(Text excerpt):

BIG-ASS POST ALERT
tomaitheous wrote:From the interview I read, he's never even coded a music driver for the SPC700
Well maybe he tried to port his driver and had trouble? It's certainly an oddball CPU.
tomaitheous wrote:<sigh>... I think fail to understand what wavetable and FM synth actually is
I think he had it pretty much spot on.
tomaitheous wrote:you're not as limited to the type of sound you can generate for an instrument.
Yes, you are, very, very much moreso, in fact. This is the misconception that everybody goes through. I did myself.
Look at the music industry. For a while, there were synths everywhere. Then when samplers became cheaper, everyone went crazy for them (me included). All the major synth manufacturers dumped their old tech and started making 'synths' that just played huge samples from ROM, or let you sample your own. They gave you programmable filters, modifiable envelopes, various ways of mixing multiple samples - wavetable 'synthesis' was born, and everybody thought it was the best thing, like, ever.
The fad didn't last long. People started to sit down to create new music, and realised they didn't have any interesting sounds to use, that they, or everybody else, hadn't used hundreds of times before.

(Source material):
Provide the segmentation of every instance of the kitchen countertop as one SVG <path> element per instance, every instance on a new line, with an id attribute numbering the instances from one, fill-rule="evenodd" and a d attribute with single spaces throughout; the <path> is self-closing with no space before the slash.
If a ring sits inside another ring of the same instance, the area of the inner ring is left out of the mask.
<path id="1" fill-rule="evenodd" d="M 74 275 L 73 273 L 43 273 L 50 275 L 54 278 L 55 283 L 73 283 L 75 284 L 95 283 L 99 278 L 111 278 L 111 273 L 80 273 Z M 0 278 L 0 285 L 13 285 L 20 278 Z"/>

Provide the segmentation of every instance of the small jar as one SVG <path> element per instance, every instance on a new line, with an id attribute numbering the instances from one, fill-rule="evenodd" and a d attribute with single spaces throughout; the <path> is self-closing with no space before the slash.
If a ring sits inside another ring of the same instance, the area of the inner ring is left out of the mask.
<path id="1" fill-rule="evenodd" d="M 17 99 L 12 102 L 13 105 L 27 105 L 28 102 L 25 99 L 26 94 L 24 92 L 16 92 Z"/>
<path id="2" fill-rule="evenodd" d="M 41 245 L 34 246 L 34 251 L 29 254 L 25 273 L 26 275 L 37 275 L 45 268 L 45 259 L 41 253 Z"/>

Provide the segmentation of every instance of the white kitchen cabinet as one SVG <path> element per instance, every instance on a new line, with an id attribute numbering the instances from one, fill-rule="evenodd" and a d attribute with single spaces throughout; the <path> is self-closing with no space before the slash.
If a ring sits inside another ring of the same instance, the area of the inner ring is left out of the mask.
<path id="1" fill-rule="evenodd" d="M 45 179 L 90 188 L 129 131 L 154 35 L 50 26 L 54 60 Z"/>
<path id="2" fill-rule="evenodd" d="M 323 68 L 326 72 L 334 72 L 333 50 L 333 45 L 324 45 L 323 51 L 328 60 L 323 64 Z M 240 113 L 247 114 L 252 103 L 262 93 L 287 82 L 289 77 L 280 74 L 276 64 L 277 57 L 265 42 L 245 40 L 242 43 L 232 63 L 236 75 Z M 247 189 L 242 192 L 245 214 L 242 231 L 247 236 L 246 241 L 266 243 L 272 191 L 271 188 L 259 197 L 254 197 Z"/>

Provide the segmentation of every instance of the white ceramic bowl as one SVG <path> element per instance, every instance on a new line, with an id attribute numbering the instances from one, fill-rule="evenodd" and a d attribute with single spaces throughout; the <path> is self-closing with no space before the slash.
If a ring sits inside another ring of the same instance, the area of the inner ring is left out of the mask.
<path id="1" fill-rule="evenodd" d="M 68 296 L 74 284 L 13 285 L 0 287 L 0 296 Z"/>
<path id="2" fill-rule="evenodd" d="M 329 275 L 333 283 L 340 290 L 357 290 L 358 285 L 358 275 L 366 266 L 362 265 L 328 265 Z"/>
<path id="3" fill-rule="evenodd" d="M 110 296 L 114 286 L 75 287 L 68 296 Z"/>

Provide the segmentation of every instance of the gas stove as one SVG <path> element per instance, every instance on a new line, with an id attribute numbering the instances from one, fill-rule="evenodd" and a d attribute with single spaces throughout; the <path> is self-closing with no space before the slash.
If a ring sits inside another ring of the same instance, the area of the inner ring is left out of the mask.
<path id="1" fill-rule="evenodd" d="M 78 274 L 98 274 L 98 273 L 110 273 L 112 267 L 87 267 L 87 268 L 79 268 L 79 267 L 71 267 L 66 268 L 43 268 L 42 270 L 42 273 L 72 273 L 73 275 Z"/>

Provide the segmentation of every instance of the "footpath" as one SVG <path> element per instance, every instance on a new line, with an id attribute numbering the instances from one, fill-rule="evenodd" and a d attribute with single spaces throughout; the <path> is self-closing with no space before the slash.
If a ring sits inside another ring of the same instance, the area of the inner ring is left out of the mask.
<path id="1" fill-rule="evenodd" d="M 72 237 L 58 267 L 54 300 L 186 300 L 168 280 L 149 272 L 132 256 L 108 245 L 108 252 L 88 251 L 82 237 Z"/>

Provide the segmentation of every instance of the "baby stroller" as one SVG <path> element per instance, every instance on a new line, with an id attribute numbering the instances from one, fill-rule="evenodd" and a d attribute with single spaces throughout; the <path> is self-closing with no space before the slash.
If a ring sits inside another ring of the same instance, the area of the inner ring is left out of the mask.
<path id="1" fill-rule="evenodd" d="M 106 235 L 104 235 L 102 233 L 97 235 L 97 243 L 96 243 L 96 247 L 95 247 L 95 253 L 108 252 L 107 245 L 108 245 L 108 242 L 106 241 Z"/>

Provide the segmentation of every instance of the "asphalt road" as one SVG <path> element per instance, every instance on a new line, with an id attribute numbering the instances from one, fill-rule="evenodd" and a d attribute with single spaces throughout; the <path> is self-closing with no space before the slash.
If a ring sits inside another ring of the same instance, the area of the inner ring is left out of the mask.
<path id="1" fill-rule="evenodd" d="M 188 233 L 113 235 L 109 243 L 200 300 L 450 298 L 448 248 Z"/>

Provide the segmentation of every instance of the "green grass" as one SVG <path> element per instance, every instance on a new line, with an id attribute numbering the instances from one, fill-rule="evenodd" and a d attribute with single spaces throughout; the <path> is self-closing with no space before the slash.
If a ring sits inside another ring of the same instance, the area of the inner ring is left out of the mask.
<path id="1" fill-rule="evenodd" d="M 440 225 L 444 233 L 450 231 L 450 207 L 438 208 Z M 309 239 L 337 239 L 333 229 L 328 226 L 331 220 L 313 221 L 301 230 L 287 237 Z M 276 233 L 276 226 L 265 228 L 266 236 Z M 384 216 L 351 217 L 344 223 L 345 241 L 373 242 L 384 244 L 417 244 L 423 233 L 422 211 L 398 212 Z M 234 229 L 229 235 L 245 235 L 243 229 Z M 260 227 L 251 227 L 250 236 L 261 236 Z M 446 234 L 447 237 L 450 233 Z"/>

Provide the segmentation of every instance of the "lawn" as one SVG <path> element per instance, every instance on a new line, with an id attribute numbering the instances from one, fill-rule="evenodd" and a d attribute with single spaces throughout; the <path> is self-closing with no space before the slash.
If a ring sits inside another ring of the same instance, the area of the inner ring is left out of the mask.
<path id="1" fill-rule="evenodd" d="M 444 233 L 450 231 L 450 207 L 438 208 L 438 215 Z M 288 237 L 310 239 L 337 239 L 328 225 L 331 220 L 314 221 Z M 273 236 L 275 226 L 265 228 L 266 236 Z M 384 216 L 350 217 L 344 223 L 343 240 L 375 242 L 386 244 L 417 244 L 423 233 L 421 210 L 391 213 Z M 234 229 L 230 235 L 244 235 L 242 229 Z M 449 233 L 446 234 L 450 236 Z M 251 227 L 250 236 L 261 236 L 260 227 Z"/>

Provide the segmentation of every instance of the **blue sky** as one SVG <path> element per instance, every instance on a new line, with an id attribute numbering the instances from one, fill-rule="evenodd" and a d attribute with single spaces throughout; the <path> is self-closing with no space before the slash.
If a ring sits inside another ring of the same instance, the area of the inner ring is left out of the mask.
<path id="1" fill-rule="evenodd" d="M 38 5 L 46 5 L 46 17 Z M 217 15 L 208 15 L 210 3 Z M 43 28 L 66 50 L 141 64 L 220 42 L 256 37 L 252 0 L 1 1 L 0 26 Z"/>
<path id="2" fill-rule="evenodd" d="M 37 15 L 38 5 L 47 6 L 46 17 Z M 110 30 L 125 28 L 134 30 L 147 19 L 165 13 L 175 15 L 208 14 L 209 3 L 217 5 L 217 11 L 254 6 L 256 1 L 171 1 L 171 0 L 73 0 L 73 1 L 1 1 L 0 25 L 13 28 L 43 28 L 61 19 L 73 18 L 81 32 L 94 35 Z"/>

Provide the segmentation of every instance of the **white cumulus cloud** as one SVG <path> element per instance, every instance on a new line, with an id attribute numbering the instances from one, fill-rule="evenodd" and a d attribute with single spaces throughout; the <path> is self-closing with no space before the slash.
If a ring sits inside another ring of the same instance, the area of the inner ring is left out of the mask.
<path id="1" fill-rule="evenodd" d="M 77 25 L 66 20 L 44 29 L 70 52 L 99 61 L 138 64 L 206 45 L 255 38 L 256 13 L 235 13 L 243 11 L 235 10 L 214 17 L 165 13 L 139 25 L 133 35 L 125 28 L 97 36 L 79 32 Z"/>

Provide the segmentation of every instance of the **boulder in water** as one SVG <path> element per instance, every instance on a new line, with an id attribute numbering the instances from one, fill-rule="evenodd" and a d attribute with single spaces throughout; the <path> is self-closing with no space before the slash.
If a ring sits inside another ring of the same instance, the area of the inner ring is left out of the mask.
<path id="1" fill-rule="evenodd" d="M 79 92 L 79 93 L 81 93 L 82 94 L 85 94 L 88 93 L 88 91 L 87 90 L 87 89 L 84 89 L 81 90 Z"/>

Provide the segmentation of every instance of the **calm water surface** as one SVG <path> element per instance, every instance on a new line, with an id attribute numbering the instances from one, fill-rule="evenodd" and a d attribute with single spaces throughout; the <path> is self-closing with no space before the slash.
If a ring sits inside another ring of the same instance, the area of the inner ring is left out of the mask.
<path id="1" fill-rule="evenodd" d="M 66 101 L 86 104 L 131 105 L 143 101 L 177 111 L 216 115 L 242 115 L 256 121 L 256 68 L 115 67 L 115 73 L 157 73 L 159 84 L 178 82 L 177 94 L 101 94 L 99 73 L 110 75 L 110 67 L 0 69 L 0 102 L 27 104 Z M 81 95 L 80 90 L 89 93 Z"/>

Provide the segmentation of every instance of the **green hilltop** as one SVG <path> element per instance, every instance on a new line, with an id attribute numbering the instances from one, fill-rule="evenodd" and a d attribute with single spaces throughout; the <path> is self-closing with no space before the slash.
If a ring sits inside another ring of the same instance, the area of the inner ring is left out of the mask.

(What to work on):
[1] List the things the forum post says the sample-playing 'synths' gave you.
[2] Repeat the part of the forum post that opens with the words containing "BIG-ASS POST ALERT" and closes with "for an instrument.".

(Solved tasks):
[1]
programmable filters
modifiable envelopes
various ways of mixing multiple samples

[2]
BIG-ASS POST ALERT
tomaitheous wrote:From the interview I read, he's never even coded a music driver for the SPC700
Well maybe he tried to port his driver and had trouble? It's certainly an oddball CPU.
tomaitheous wrote:<sigh>... I think fail to understand what wavetable and FM synth actually is
I think he had it pretty much spot on.
tomaitheous wrote:you're not as limited to the type of sound you can generate for an instrument.